=== Section Start ===

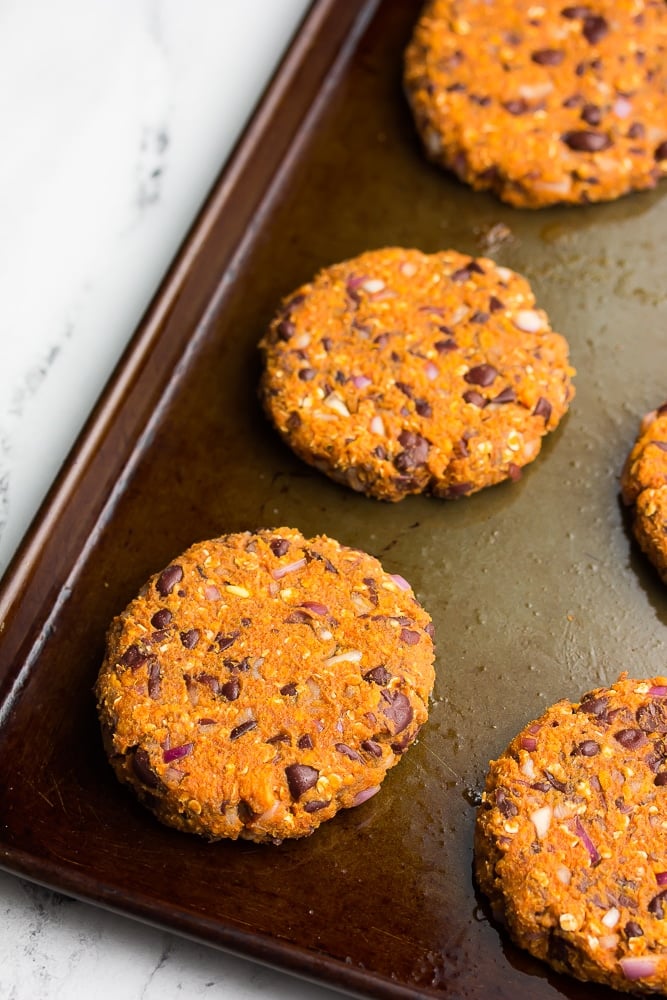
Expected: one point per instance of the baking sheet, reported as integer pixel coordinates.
(535, 587)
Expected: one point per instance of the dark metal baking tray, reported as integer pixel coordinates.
(535, 587)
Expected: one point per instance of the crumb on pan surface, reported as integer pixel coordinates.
(644, 488)
(399, 372)
(543, 103)
(571, 836)
(261, 682)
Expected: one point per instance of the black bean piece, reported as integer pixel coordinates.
(300, 777)
(315, 805)
(652, 717)
(586, 141)
(548, 57)
(475, 398)
(516, 106)
(378, 675)
(168, 579)
(161, 618)
(416, 449)
(444, 346)
(555, 782)
(225, 641)
(397, 709)
(231, 689)
(507, 395)
(588, 748)
(505, 805)
(245, 727)
(348, 752)
(209, 680)
(190, 638)
(542, 408)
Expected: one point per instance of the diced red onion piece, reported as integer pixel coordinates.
(350, 656)
(365, 795)
(313, 687)
(593, 852)
(541, 820)
(173, 774)
(315, 607)
(528, 320)
(176, 753)
(639, 966)
(282, 571)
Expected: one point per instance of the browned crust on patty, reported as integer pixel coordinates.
(570, 841)
(543, 103)
(644, 488)
(263, 681)
(400, 372)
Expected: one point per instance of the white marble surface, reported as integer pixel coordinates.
(116, 117)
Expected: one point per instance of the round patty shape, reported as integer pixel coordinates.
(401, 372)
(261, 682)
(644, 488)
(543, 103)
(571, 844)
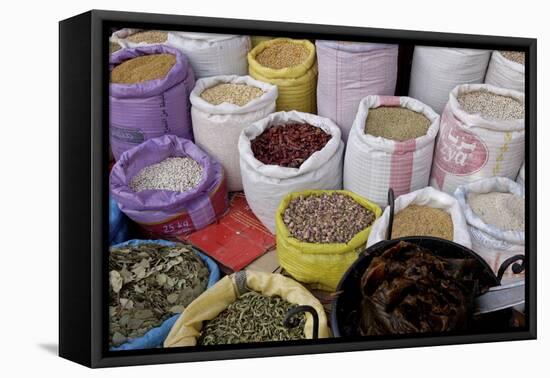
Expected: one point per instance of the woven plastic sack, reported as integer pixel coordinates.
(425, 197)
(470, 147)
(296, 85)
(349, 71)
(209, 54)
(154, 338)
(163, 213)
(216, 299)
(317, 264)
(141, 111)
(372, 164)
(505, 73)
(436, 71)
(217, 127)
(493, 244)
(266, 185)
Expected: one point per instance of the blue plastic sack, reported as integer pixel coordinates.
(154, 338)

=== Section End ===

-- EXERCISE INSTRUCTIONS --
Extract exactly the lines between the line containing "Expected: one point per instance of the woven" and the end of the data, including both.

-- FINAL ANSWER --
Expected: one point per instance of the woven plastic sack, reported as integer pixel coordinates.
(425, 197)
(470, 147)
(296, 85)
(349, 71)
(209, 54)
(154, 338)
(163, 213)
(216, 299)
(317, 264)
(141, 111)
(372, 164)
(505, 73)
(436, 71)
(217, 127)
(493, 244)
(266, 185)
Expected: one point per instance of the blue plastic sack, reported as integer pixel coordinates.
(154, 338)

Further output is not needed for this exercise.